**Instructions to follow**
Write out all the data again, exactly as shown.

——————

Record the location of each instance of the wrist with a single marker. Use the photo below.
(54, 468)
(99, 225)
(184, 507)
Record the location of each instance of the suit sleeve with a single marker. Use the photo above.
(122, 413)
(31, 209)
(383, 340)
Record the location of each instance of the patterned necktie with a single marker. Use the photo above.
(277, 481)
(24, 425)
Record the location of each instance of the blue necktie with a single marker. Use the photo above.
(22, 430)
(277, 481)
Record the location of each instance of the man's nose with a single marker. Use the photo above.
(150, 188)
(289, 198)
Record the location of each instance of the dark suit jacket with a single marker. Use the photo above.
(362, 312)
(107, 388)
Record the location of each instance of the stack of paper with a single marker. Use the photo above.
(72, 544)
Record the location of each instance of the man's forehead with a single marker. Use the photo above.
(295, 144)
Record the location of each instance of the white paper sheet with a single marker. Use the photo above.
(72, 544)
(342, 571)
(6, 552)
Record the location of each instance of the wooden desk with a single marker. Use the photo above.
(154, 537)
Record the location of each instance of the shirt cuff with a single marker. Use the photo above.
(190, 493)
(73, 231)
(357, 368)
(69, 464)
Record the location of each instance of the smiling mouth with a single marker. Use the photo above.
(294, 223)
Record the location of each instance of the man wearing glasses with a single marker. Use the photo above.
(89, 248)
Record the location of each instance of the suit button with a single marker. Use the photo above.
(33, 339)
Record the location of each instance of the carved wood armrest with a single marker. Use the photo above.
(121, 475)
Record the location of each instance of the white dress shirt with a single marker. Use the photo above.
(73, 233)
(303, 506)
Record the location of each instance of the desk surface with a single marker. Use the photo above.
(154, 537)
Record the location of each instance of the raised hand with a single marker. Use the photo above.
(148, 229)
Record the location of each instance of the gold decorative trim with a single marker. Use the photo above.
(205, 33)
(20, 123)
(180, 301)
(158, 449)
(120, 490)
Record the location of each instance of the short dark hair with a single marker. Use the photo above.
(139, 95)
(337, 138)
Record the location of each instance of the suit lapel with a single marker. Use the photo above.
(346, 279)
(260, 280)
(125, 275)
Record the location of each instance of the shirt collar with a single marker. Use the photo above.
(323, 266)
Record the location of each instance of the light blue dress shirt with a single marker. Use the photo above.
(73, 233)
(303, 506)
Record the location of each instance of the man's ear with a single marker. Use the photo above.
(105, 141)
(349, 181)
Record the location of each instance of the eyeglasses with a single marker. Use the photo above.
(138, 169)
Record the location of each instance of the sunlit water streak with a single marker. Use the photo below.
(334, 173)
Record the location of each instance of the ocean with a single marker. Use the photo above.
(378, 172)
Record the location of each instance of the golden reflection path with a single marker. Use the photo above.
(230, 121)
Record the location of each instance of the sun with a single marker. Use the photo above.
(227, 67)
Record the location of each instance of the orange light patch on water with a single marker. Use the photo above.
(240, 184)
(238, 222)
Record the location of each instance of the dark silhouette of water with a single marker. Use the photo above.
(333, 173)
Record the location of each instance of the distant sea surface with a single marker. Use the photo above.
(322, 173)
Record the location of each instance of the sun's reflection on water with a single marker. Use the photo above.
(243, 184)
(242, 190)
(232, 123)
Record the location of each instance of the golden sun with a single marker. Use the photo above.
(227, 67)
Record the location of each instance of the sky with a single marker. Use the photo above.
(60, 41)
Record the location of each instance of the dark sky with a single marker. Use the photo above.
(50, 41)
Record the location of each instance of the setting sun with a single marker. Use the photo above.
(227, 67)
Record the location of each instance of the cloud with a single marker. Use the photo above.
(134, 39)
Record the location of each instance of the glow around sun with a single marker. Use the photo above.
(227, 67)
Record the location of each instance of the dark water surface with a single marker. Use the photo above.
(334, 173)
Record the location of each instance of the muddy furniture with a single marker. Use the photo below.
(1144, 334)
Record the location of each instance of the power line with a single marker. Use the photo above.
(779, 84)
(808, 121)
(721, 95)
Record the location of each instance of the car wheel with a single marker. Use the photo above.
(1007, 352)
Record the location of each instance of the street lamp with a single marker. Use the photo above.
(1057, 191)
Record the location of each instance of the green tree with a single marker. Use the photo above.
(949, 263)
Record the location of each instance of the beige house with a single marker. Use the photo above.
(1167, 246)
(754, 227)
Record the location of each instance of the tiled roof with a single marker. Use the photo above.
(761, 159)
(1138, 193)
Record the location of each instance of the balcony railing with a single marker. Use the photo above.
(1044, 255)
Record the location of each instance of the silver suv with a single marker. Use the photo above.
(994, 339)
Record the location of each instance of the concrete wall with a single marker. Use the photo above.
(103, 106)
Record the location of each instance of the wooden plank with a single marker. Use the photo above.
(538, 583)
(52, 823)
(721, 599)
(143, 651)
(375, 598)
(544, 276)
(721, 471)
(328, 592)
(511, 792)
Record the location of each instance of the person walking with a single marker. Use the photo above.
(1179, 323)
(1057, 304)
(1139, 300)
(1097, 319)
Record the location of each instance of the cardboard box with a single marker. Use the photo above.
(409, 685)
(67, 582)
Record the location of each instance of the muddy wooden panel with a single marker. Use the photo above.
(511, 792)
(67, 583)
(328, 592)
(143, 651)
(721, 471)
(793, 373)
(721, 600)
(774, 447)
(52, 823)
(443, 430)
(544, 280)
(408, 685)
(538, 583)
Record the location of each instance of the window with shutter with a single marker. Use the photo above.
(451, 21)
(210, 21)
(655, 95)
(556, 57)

——————

**Finished exercise**
Record the location of each instance of the wrist with a single marker. Use the photo below.
(54, 468)
(99, 225)
(184, 507)
Record the location of each instance of the suit sleeve with a single marker. Use the photo above.
(122, 413)
(31, 209)
(383, 340)
Record the location of each instance of the patterned necktie with a single marker. Use the photo above.
(277, 481)
(24, 425)
Record the location of each instance of the blue necktie with a single marker. Use the photo above.
(22, 430)
(277, 481)
Record the location of each instance of the man's nose with a single marker. Use the photo above.
(150, 188)
(289, 198)
Record the location of each instance of the dark suit jacket with a single marker. Use the photo above.
(362, 312)
(107, 388)
Record the location of each instance of the stack of paper with a single marker. Use the photo above.
(72, 544)
Record the location of each instance of the man's forehead with a single marker. Use the photo above.
(295, 144)
Record the location of each instance of the white paper sheet with a single marker. Use the photo above.
(72, 544)
(342, 571)
(6, 552)
Record the location of each instance of the wooden desk with a single marker. Use the photo above.
(154, 537)
Record the location of each instance of the shirt cuff with a single marker. Use the photo above.
(190, 493)
(73, 231)
(357, 368)
(69, 464)
Record the location of each instance of the smiling mouth with a single marker. Use the photo above.
(294, 223)
Record the location of each instance of the man wearing glasses with a single marker. Use the photo above.
(89, 248)
Record the location of each instance of the suit button with a single marker. Use the photo above.
(33, 339)
Record the location of each instance of the carved wood armrest with a single marker. Use the photo above.
(121, 475)
Record the location of each instance of the white dress shirt with a single marker. Use the photo above.
(73, 233)
(303, 506)
Record the location of each instance of the desk surface with a single marker. Use the photo above.
(154, 537)
Record the location of each instance of the raised hand with a single marker. Use the photo above.
(148, 229)
Record the location of each instance of the gold decorative trim with a single marker. Use the photo above.
(205, 33)
(20, 123)
(180, 301)
(158, 449)
(120, 490)
Record the location of each instance of the short dark hair with a single marker. Use the photo above.
(139, 95)
(337, 138)
Record the location of each instance of the suit lapel with a single marker. Use the photo above.
(346, 279)
(260, 280)
(125, 275)
Record the location of each instance of the shirt collar with a single marker. Use the photo above.
(323, 266)
Record the location of each instance of the light blue dress shirt with a single marker. Use the photo above.
(73, 233)
(303, 506)
Record the location of each instance of the man's ear with a single marker. Use the photo above.
(105, 141)
(349, 181)
Record the location of each instance of the eyeglasses with a single marker. Use the photo above.
(138, 169)
Record the location of each instance of the sunlit water streak with a single marker. Use the photo below.
(334, 173)
Record the location of each instance of the ocean with a single marker. Use the photo above.
(378, 172)
Record the location of each instance of the golden reflection path with a single marker. Use the photo above.
(230, 121)
Record the location of each instance of the sun with a single marker. Use the photo above.
(227, 67)
Record the location of each instance of the orange light patch on water with a single marker. Use the photo above.
(240, 184)
(238, 222)
Record the location of each instance of the dark silhouette of water with a single marker. Use the photo above.
(333, 173)
Record the location of each instance of the distant sea surface with a single marker. Use the photo above.
(322, 173)
Record the location of each instance of the sun's reflection on water with a single marker. Use the photo above.
(243, 184)
(242, 190)
(232, 123)
Record the location of each instance of the golden sun with a single marker. Use the photo above.
(227, 67)
Record the location of each instance of the sky with a single marker. Use the photo above.
(60, 41)
Record the location of each instance of the dark sky with a single marker. Use the photo above.
(50, 41)
Record the location of each instance of the setting sun with a single marker. Use the photo above.
(227, 67)
Record the location of each instance of the cloud with a single marker. Use the photo above.
(134, 39)
Record the location of each instance of the glow around sun with a single marker. Use the photo above.
(227, 67)
Record the location of each instance of the dark water surface with a single marker. Use the photo above.
(334, 173)
Record the location of each instance of the muddy furniture with a single marker. Use the photo below.
(1144, 334)
Record the location of each instance of the power line with a single marker. Use the photo above.
(779, 84)
(808, 121)
(721, 95)
Record the location of each instance of the car wheel with a single marker. Use the photo above.
(1007, 352)
Record the location of each instance of the street lamp with a single marker. Use the photo above.
(1057, 191)
Record the location of each instance of the green tree with a single marker. Use the photo above.
(949, 263)
Record the location of each instance of the beige house with a single marker. Use the photo above.
(1167, 246)
(754, 227)
Record the location of each instance of the tiled roof with a single marker. Use the photo above.
(761, 159)
(1138, 193)
Record the location of each instance of the balcony railing with a single marker. Use the photo above.
(1044, 255)
Record the location of each instance of the silver suv with a single marker. Use the photo above.
(994, 339)
Record the location of each instance of the concrete wall with a single marker. Use the photo above.
(103, 106)
Record the location of each instance of the wooden plank with a single marker. Use the photo above.
(538, 583)
(52, 823)
(721, 599)
(143, 651)
(375, 598)
(544, 276)
(721, 471)
(328, 592)
(511, 792)
Record the location of each instance of the person walking with a single marker. Use the photo above.
(1179, 323)
(1057, 304)
(1139, 300)
(1097, 319)
Record the location of each instance of the cardboard box with a single marker. Use the photo above.
(409, 685)
(67, 582)
Record the location of each instance of the muddy wooden panel with a single marker. Use the photo above.
(511, 792)
(67, 583)
(328, 592)
(143, 651)
(721, 471)
(793, 373)
(721, 600)
(774, 447)
(52, 823)
(443, 430)
(544, 280)
(408, 685)
(538, 583)
Record the location of each instance of the window with shutter with a single marker. Use the photo above.
(451, 21)
(210, 21)
(655, 95)
(556, 57)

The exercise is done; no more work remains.